**Отрывок:**
Это было уже в десятом классе, когда шел разбор доклада М. И. Калинина о коммунистической морали, коммунистической нравственности. Доклад делал Борис Клыго, с которым Нину связывала общность интересов. Он был и «писатель», и «артист»... Как-то Нина, уже после разбора доклада, сидя у меня в кабинете, в процессе разговора, сказала:

— Если бы мне пришлось выступать перед фашистским судом, я постаралась бы поступить так, как Димитров. Правда, я маленькая сошка и, конечно, не смогла бы сделать всего того, что сделал он, но ведь и спрос-то с меня был бы не тот. Я никак не могу согласиться, что вот нельзя доказать чего-нибудь! Нужно только напрячь все силы своей души и можно убедить людей,— горячо, с особенной страстностью в голосе говорила Нина.

Не думали мы тогда, что не перед фашистским судом, а без суда Нине придется умереть от руки палача...

К своим обязанностям ученика, комсомольца она была исключительно требовательна. Мне помнятся ее слова:

— В наше время нельзя быть вне рядов комсомола! Это ведь может сделать только шкурник, да не советски настроенный человек. Мы же, дети Октября, должны быть все как один дольками этой многомиллионной семьи, что сейчас бок о бок с партией борется за построение социализма в нашей стране. У нас ведь каждый может найти себе место в жизни. У нас нет недостатка в примерах. Где еще в мире, в какой другой стране есть такие, как Павка Корчагин. Вот с него надо делать жизнь.

**Задания:**
**1.** Назовите всех людей и персонажей, которые упомянуты в отрывке по имени или фамилии.
**2.** Выпишите из отрывка текст между словами «Это было уже» и «от руки палача...», включая оба фрагмента.
**3.** Пожалуйста, укажите по отрывку, кто делал доклад на разборе доклада М. И. Калинина о коммунистической морали.
Отвечайте, опираясь только на отрывок.

**Исходные данные:**
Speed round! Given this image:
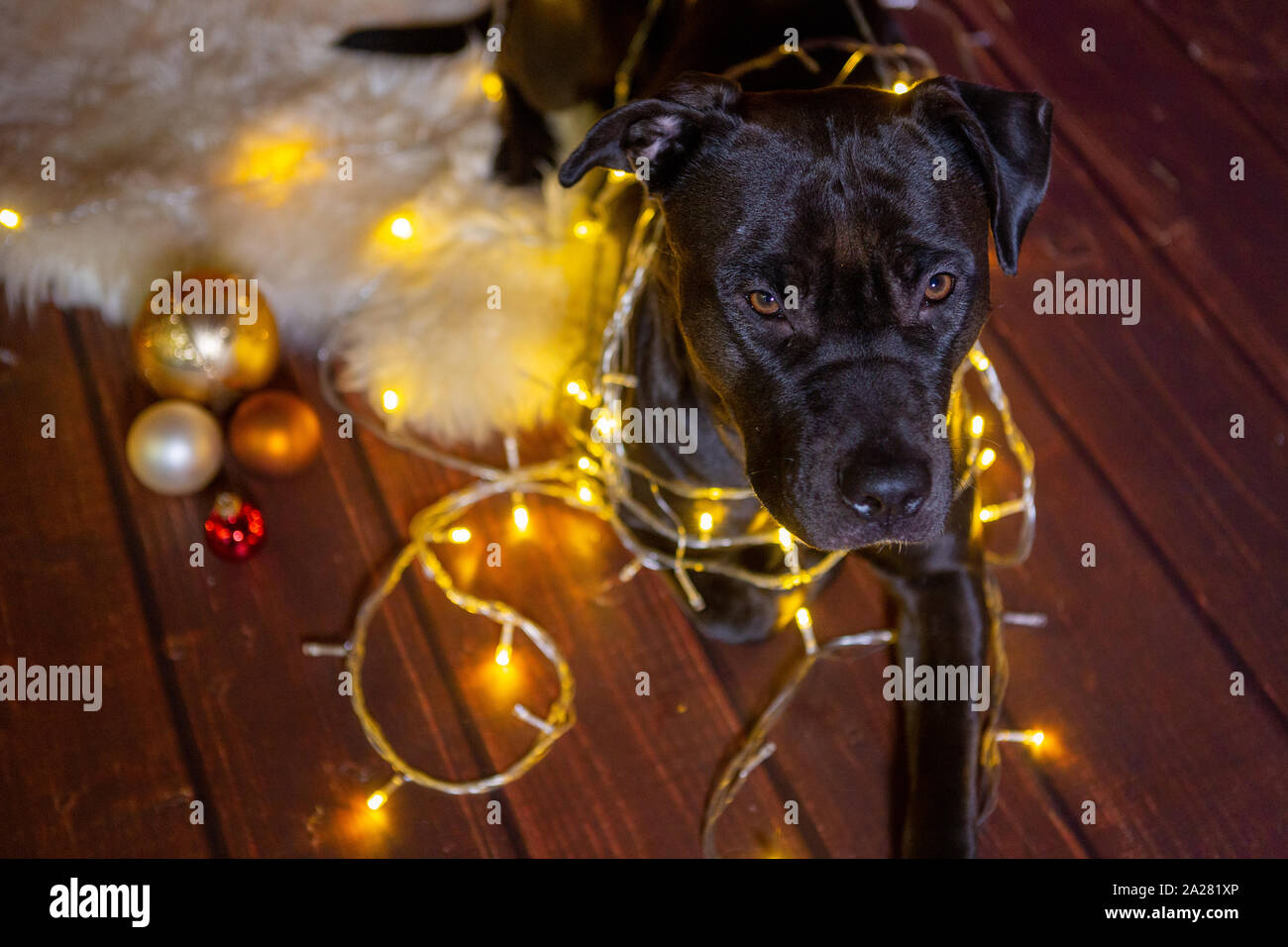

**Ответы к заданиям:**
**1.** М. И. Калинин, Борис Клыго, Нина, Димитров, Павка Корчагин

**2.**
Это было уже в десятом классе, когда шел разбор доклада М. И. Калинина о коммунистической морали, коммунистической нравственности. Доклад делал Борис Клыго, с которым Нину связывала общность интересов. Он был и «писатель», и «артист»... Как-то Нина, уже после разбора доклада, сидя у меня в кабинете, в процессе разговора, сказала:

— Если бы мне пришлось выступать перед фашистским судом, я постаралась бы поступить так, как Димитров. Правда, я маленькая сошка и, конечно, не смогла бы сделать всего того, что сделал он, но ведь и спрос-то с меня был бы не тот. Я никак не могу согласиться, что вот нельзя доказать чего-нибудь! Нужно только напрячь все силы своей души и можно убедить людей,— горячо, с особенной страстностью в голосе говорила Нина.

Не думали мы тогда, что не перед фашистским судом, а без суда Нине придется умереть от руки палача...

**3.** Борис Клыго.